LINQ Any: Generating SQL’s NOT EXISTS

A similar SQL operator to NOT IN is NOT EXISTS. The EXISTS operator requires a subquery. It’ll test the subquery for the existence of any record, and return true if any records exist.

For our “apartments without service calls” example, here’s what the SQL looks like using NOT EXISTS:

SELECT A.ID, A.RoomNumber FROM Apartments A WHERE NOT EXISTS ( SELECT 1 FROM ServiceCalls WHERE ApartmentID = A.ID )

Here, we’re selecting apartments where there are no existing records in the subquery. As you can see, the subquery finds any service calls where the ApartmentID equals the ID in the main query. The SELECT 1 is a convention used to show that you’re not really concerned with retrieving any data from the subquery. You’re only using it to exclude records.

Like NOT IN, LINQ doesn’t have a NOT EXISTS method. It does, however, have an Any method, which accomplishes the same thing. Here’s the code for excluding records with LINQ’s Any method:

var noServiceCalls = from a in _context.Apartments where !_context.ServiceCalls.Any(s => s.ApartmentID == a.ID) select a;

You can see the direct connection between this and our SQL. Our query finds any apartments where there are not any service calls with a matching ApartmentID. Here’s the same query in method syntax:

var noServiceCalls = _context.Apartments .Where(a => !_context.ServiceCalls.Any(s => a.ID == s.ApartmentID));

If we use a code profiler, we find that both LINQ queries generate the same SQL, as follows:

SELECT [a].[ID], [a].[RoomNumber] FROM [Apartments] AS [a] WHERE NOT EXISTS ( SELECT 1 FROM [ServiceCalls] AS [s] WHERE [s].[ApartmentID] = [a].[ID])

Great! This is exactly what we were looking for. Let’s take a look at one last option for excluding records, and then compare all of these methods for performance.

▶ The input
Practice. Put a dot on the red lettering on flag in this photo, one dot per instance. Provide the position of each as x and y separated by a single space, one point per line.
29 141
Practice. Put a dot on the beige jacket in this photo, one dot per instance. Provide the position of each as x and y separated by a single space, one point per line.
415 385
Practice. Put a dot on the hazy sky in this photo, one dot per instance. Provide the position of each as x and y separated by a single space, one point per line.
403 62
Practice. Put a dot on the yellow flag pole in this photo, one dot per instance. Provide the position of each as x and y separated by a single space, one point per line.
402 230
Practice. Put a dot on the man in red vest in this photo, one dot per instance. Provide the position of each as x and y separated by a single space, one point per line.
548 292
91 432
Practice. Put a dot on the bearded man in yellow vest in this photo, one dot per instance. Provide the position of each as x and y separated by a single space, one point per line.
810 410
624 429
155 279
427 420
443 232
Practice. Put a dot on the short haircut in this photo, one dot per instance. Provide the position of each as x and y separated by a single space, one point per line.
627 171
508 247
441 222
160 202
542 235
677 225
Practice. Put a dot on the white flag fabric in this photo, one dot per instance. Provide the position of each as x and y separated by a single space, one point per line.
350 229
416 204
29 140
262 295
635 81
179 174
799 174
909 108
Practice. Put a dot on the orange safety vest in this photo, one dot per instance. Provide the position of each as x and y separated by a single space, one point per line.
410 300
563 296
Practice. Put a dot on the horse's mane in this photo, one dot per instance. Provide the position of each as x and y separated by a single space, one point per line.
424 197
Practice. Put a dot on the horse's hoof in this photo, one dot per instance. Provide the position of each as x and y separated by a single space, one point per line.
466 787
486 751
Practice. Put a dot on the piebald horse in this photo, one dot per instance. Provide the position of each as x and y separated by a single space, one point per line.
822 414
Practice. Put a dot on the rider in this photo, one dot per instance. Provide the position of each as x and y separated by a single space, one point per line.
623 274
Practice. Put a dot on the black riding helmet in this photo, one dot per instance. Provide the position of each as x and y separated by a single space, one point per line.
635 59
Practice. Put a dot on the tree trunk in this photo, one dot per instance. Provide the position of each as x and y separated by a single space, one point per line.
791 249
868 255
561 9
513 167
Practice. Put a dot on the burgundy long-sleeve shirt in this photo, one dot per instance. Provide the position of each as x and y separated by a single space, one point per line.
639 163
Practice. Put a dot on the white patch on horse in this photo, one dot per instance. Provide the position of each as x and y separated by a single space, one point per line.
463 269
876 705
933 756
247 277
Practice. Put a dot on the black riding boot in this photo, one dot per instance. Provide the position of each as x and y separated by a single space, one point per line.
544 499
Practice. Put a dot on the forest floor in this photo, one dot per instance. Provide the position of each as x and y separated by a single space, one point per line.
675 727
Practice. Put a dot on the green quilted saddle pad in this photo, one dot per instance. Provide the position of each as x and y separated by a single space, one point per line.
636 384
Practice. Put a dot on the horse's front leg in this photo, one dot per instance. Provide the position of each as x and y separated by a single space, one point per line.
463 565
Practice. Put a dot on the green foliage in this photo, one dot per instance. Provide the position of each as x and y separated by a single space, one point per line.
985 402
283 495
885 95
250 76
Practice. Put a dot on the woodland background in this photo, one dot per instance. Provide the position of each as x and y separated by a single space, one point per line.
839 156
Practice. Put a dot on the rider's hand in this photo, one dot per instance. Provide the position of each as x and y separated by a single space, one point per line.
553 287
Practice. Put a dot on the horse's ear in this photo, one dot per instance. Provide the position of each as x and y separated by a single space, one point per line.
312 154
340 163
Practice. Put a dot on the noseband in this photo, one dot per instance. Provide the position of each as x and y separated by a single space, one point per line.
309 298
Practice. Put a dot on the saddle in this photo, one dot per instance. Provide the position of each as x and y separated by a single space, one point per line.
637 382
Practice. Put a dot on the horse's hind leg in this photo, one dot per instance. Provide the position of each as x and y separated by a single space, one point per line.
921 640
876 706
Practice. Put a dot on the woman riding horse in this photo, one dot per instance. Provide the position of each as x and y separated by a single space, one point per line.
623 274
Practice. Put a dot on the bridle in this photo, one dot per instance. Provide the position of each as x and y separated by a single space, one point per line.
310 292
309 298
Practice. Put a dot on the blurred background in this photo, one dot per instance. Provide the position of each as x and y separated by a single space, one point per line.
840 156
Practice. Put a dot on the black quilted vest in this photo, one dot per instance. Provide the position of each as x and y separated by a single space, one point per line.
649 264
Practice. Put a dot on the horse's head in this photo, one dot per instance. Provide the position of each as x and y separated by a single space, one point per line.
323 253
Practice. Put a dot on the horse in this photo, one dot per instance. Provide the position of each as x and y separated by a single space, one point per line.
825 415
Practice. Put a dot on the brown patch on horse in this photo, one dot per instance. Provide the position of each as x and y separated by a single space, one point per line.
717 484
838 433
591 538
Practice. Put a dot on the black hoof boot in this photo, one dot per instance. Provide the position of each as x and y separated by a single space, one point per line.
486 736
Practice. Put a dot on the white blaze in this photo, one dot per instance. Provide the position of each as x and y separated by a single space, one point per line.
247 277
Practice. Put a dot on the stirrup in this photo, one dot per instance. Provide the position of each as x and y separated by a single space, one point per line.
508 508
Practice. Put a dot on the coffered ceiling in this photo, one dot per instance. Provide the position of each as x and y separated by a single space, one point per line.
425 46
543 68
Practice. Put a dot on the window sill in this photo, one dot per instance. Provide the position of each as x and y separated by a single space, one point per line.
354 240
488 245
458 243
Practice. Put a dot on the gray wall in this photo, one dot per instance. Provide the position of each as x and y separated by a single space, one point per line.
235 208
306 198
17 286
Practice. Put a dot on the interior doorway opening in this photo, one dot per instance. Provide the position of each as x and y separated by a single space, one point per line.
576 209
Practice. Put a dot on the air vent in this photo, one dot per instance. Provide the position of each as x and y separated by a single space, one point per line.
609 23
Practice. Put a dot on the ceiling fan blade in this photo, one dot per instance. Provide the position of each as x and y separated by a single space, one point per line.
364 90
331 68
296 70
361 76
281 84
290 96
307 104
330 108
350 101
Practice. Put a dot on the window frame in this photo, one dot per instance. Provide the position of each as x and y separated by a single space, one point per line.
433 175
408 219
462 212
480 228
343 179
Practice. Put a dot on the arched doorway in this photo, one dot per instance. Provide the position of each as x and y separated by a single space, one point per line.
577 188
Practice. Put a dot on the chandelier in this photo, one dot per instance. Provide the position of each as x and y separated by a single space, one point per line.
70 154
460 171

▶ Tasks for this exercise
**1.** Return everything in the LINQ passage from "Like NOT IN, LINQ" down to "[s].[ApartmentID] = [a].[ID])", copied without any change.
**2.** How many lines in the entries contain the string "riding"? Reply with the number alone.
The LINQ passage and the entries have nothing to do with each other.

▶ Responses to the exercise
**1.**
Like NOT IN, LINQ doesn’t have a NOT EXISTS method. It does, however, have an Any method, which accomplishes the same thing. Here’s the code for excluding records with LINQ’s Any method:

var noServiceCalls = from a in _context.Apartments where !_context.ServiceCalls.Any(s => s.ApartmentID == a.ID) select a;

You can see the direct connection between this and our SQL. Our query finds any apartments where there are not any service calls with a matching ApartmentID. Here’s the same query in method syntax:

var noServiceCalls = _context.Apartments .Where(a => !_context.ServiceCalls.Any(s => a.ID == s.ApartmentID));

If we use a code profiler, we find that both LINQ queries generate the same SQL, as follows:

SELECT [a].[ID], [a].[RoomNumber] FROM [Apartments] AS [a] WHERE NOT EXISTS ( SELECT 1 FROM [ServiceCalls] AS [s] WHERE [s].[ApartmentID] = [a].[ID])

**2.** 3